__Aim of the task__. Rescale the material from the line containing "roof and report the position of each." through the end of the material, inclusive, by giving every line again, requests included, with each point coordinate in the answers multiplied by 1.45 and rounded to a whole number, halves up. Leave the pictures out.

=====

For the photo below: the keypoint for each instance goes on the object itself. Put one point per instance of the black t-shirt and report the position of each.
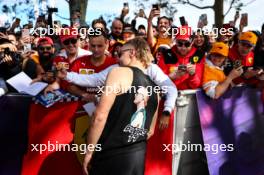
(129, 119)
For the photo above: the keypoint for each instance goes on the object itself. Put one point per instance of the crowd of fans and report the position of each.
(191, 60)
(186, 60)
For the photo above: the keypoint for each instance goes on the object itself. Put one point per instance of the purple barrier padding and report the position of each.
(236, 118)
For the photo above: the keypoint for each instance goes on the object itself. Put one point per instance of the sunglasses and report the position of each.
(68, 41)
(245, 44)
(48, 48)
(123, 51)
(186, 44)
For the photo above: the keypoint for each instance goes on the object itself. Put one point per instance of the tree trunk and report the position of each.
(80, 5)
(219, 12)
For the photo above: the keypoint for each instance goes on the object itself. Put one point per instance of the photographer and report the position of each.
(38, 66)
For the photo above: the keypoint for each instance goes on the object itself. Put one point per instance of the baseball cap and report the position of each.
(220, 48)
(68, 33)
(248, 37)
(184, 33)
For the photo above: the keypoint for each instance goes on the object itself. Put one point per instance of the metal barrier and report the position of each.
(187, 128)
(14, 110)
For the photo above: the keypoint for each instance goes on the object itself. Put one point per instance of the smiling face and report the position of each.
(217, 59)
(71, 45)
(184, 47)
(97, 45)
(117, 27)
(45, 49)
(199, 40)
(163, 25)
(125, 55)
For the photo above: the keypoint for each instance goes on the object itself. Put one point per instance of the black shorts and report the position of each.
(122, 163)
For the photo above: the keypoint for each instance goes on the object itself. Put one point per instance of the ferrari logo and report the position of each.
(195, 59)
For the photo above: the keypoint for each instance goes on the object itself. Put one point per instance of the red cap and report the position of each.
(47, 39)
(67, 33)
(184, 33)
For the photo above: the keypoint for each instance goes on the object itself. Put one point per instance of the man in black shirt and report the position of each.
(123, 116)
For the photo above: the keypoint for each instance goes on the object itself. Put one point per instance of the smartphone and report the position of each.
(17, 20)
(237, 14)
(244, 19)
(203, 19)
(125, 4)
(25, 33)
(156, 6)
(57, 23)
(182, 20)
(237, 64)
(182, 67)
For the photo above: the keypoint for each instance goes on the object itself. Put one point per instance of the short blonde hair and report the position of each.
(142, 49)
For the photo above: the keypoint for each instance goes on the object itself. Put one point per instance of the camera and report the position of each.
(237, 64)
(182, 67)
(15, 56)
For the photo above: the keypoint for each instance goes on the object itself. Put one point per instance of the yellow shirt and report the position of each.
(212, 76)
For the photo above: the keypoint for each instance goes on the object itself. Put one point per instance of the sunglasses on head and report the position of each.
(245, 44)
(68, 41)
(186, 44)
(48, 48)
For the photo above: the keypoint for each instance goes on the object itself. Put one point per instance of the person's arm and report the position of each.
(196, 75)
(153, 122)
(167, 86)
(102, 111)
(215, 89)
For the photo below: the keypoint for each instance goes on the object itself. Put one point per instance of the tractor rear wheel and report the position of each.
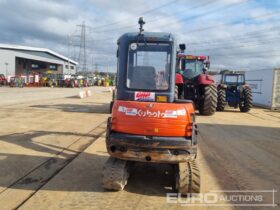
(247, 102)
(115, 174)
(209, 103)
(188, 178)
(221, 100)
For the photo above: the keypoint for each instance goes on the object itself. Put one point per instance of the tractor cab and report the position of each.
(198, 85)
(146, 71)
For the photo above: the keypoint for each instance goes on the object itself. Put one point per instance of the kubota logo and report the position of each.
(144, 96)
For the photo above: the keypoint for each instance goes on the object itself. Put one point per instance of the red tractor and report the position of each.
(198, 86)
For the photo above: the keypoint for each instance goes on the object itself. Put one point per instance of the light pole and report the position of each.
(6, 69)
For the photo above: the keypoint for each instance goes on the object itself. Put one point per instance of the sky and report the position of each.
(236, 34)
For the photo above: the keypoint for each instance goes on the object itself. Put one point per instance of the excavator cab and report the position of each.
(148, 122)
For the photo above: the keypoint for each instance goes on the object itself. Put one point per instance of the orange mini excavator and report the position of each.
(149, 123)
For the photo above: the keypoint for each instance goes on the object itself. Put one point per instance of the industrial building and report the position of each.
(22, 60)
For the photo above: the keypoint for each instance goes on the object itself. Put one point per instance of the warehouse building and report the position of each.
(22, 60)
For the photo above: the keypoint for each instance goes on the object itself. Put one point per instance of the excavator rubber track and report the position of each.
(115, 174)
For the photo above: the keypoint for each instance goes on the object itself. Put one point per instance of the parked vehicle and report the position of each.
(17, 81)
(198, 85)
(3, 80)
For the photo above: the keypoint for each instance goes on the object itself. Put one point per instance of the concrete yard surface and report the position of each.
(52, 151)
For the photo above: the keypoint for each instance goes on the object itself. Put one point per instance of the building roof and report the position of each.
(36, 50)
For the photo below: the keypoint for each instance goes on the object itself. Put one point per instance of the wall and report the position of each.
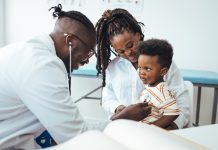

=====

__Response below__.
For the photo above: the keypoint for each instance goes on the object itself. Put one point per instance of the building roof and report the position of each.
(52, 73)
For the photo below: the keypoint for each instance goes on the object itself. Put one point per instance of the wall and report the position of each.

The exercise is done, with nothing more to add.